## START Extract to read

Farmers’ Market Report – August 25th, 2011

25 08 2011

A roadside farm stand in the Niagara region

As we near the end of August, farmers’ markets in Ontario are stacked high with summer’s bounty. With the exception of a few spring vegetables, pretty much anything that grows here is now available. It’s almost too much to keep up with! Here are a few of the highlights from my recent market visits:

Tomatoes

I’ve been pleased to discover that this has been a pretty good year for tomatoes in Southern Ontario. Thanks to a hot, dry July, this year’s tomatoes have good flavour. Eatocracy recently did a story about the Best Sandwich in the Universe: a tomato sandwich, simply prepared with white sandwich bread, sliced ripe tomatoes and mayo. It only works in the summer, when tomatoes are at their peak. I don’t disagree that a tomato sandwich is a thing of beauty but my personal favourite is a BLT. The crisp bacon and crunchy lettuce elevate the tomatoes to new heights, in my humble opinion. For more great ideas using tomatoes, check out the Tomato Archives.

Corn

August is the peak month for corn in Ontario

Corn has been plentiful this summer but I’ve had a bit of an issue with some of it. I bought some nice looking cobs at the market a couple of weeks ago and used them to make a pasta dish. Unfortunately, the kernels were a little too sweet (if that’s possible!) and tasted more like sugar bombs than corn, which didn’t really enhance the recipe. However, I bought some cobs last weekend that were much better – still sweet but they had a decent ‘corn’ flavour as well. Simply boiled and dressed with butter, salt and pepper, it was a true taste of August. Why not make some Corn Chowder with Bell Peppers or try Corn Scallop, a delicious side dish for grilled meats.

## END Extract to read
## START Excerpted data

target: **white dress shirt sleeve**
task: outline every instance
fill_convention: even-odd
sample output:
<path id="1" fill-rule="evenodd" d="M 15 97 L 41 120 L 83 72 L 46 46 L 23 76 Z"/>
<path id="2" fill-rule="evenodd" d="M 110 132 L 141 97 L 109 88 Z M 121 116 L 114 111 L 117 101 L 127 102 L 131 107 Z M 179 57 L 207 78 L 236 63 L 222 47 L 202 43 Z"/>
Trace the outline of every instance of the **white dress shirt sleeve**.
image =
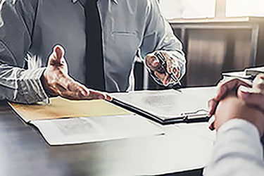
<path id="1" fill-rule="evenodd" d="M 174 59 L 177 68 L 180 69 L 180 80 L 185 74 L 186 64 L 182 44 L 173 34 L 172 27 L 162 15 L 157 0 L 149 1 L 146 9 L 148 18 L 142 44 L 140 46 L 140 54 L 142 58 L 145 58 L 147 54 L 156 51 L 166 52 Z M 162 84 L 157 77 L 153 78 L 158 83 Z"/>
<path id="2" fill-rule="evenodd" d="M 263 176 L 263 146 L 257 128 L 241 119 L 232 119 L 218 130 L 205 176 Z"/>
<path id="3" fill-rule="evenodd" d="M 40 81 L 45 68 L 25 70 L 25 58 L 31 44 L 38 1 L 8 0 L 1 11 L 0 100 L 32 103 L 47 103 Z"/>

## END Excerpted data
## START Excerpted data

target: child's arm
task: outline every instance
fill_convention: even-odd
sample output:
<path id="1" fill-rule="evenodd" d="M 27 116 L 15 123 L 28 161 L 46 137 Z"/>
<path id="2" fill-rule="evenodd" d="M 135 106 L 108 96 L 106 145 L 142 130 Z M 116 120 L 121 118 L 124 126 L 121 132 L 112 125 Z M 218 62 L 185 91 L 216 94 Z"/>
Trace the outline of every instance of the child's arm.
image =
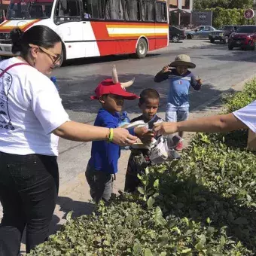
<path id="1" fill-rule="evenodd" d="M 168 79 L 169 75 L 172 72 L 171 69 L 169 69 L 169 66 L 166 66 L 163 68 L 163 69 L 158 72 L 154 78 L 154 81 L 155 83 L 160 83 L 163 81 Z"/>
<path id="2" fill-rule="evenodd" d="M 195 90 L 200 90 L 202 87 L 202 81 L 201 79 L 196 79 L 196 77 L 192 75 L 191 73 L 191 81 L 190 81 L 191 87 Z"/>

## END Excerpted data

*Actions to take*:
**1)** From the farmers' market report above, reproduce the passage that begins at the words "I’ve been pleased" and ends after the words "the Tomato Archives.".
**2)** Write the next part of the farmers' market report above, picking up immediately after its final sentence.

*Expected responses*:
**1)**
I’ve been pleased to discover that this has been a pretty good year for tomatoes in Southern Ontario. Thanks to a hot, dry July, this year’s tomatoes have good flavour. Eatocracy recently did a story about the Best Sandwich in the Universe: a tomato sandwich, simply prepared with white sandwich bread, sliced ripe tomatoes and mayo. It only works in the summer, when tomatoes are at their peak. I don’t disagree that a tomato sandwich is a thing of beauty but my personal favourite is a BLT. The crisp bacon and crunchy lettuce elevate the tomatoes to new heights, in my humble opinion. For more great ideas using tomatoes, check out the Tomato Archives.

**2)**
Peaches

Freshly picked Niagara peaches

Peaches are a staple at Ontario markets this time of year. This year I’ve found them to be flavourful but a little on the small side, which one of the growers told me was because of the dry weather in July. Peach Cobbler is a classic and Peach Tiramisu is a unique twist on an Italian standard. If you’d rather something more savoury, Peach Chutney is a great accompaniment to pork or chicken.

Summer Squash

Zucchini and patty pan squash were abundant at the last market I attended. Luckily the zucchini were still young and tender – they can get watery as they grow large. Smaller summer squash tend to be sweeter and work well in pasta dishes such as Summer Squash with Egg Pasta. Zucchini Bread with Cream Cheese Frosting is a great way to finish the meal – it’s moist, flavourful and the cream cheese frosting makes it special.

Potatoes

Ontario baby potatoes

Baby potatoes are one of my favourite things. They can be prepared very simply: give them a quick boil or steam and dress with a little bit of butter, salt and chopped parsley (add a little sour cream if you want to be decadent!). Or you could whip up a batch of Baby Red Potato Salad with Mustard Vinaigrette, a mayo-free, zippy potato salad that’s a nice change from the usual (you can use regular white potatoes in place of red).

Basil

Fresh basil is a fragrant summer treat

It has been a good year for basil, at least for farmers (my personal pot of basil didn’t make it through the heat wave). Every time I have purchased some at the market this summer, people on the street and the bus have commented on how incredible it smells – a taxi driver even asked me for a leaf so he could see what it tasted like! Pesto is one of the most common ways to use a lot of basil. Homemade Ricotta Gnocchi with Pesto is impressive and surprisingly simple to make. This month’s Saveur magazine has a full feature on pesto with a number of delicious recipes, from Pesto-Rubbed Chicken with Panzanella to Crispy Calamari with Pesto Mayonnaise. Caprese Salad is another way to use fresh basil – and it’s a great showcase for perfect tomatoes too!!

Bon Appétit and Enjoy!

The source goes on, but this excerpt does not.